[AIM OF THE TASK]: Turn every one of the records below into one numbered list, giving each line its own number and leaving out any blank lines.

================================

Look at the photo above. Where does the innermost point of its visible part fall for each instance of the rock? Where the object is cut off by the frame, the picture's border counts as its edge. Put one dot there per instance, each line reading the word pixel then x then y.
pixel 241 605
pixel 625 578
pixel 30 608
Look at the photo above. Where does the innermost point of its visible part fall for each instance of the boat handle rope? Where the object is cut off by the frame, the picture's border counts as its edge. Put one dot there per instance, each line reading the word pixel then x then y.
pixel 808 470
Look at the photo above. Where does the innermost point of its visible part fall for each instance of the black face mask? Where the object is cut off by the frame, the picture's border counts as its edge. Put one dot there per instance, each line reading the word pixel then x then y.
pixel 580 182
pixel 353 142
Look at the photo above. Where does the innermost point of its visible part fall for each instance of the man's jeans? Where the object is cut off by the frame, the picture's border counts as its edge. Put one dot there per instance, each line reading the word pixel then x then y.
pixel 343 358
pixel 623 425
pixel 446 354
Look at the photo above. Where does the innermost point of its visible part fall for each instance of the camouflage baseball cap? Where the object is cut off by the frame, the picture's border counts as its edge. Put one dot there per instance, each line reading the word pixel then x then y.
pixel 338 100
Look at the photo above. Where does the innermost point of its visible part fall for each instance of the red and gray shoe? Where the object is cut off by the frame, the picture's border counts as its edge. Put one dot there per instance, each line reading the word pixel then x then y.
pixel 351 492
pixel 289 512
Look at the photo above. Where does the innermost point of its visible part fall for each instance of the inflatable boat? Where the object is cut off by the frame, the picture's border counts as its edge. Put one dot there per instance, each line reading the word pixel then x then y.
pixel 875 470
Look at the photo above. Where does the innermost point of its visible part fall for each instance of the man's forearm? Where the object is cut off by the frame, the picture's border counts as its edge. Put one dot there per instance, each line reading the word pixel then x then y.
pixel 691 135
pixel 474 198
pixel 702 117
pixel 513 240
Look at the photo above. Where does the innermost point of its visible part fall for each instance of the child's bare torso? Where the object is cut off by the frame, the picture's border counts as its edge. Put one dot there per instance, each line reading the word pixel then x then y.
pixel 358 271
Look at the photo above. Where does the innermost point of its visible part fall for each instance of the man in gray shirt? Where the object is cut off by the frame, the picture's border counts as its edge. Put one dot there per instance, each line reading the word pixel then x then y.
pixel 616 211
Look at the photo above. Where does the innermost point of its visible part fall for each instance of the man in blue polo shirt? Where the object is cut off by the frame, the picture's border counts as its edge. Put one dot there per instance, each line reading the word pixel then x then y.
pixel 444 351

================================

[REPLY TO THE TASK]:
1. Look at the photo above. Where does the innermost point of its visible part fall for each instance of the rock? Where the object is cut off by the frame, the picture's border counts as its edge. Put one dot there per instance, each line reading the word pixel then x then y.
2. pixel 241 605
3. pixel 625 578
4. pixel 30 608
5. Look at the photo above. Where does the innermost point of its visible part fall for each instance of the boat handle rope? Where the object is cut off by the frame, the picture's border counts as its edge. Put one dot there per instance, each line reading the word pixel then x then y.
6. pixel 808 470
7. Look at the photo above. Where does the innermost point of its visible part fall for each instance of the black face mask? Where the object is cut off by the frame, the picture's border counts as its edge. Put one dot there per instance, each line reading the word pixel then x then y.
8. pixel 580 182
9. pixel 353 142
10. Look at the photo above. Where does the innermost point of its visible part fall for each instance of the man's jeans? Where the object is cut off by the frame, the picture's border counts as its edge. Put one dot there per instance, each line reading the word pixel then x then y.
11. pixel 343 358
12. pixel 623 425
13. pixel 446 354
14. Look at the photo above. Where does the innermost point of its visible part fall for each instance of the camouflage baseball cap? Where the object is cut off by the frame, the picture's border counts as its edge. Put one dot there per instance, each line reading the word pixel then x then y.
15. pixel 338 100
16. Look at the photo above. Where does the innermost point of its visible part fall for each instance of the red and gray shoe? Where the object is cut off by the frame, the picture's border counts as its edge. Put one dot there per instance, each line reading the word pixel then x then y.
17. pixel 351 492
18. pixel 289 512
19. Look at the photo above. Where does the innermost point of its visible part fall for each instance of the inflatable boat? Where the object is cut off by the frame, the picture's border counts as its edge. Put one dot there per instance, each line reading the word pixel then x then y.
20. pixel 875 470
21. Look at the photo above. Where does the innermost point of its visible part fall for each instance of the man's forearm? Where the object is cut off by the frame, the picture's border counts as its edge. Put one dot there per instance, each line reading the word pixel then x then y.
22. pixel 691 135
23. pixel 474 198
24. pixel 702 117
25. pixel 513 240
26. Look at the photo above. Where does the innermost point of its visible part fall for each instance of the child's bare torso? Where the object is cut off by the frame, the picture's border counts as its edge. Put one dot there per instance, each line reading the word pixel then x then y.
27. pixel 358 271
28. Look at the photo above. Where does the innermost point of its visible part fall for each instance of the man in gray shirt? Where the object is cut off by the frame, the picture's border counts as its edge. Put one dot there per instance, each line reading the word pixel then x then y.
29. pixel 616 211
30. Look at the photo above. Where does the innermost point of its visible part fall for each instance of the man in blue polo shirt? Where the object is cut off by the frame, the picture's border counts as its edge. Put one dot there per instance, each line reading the word pixel then x then y.
31. pixel 444 351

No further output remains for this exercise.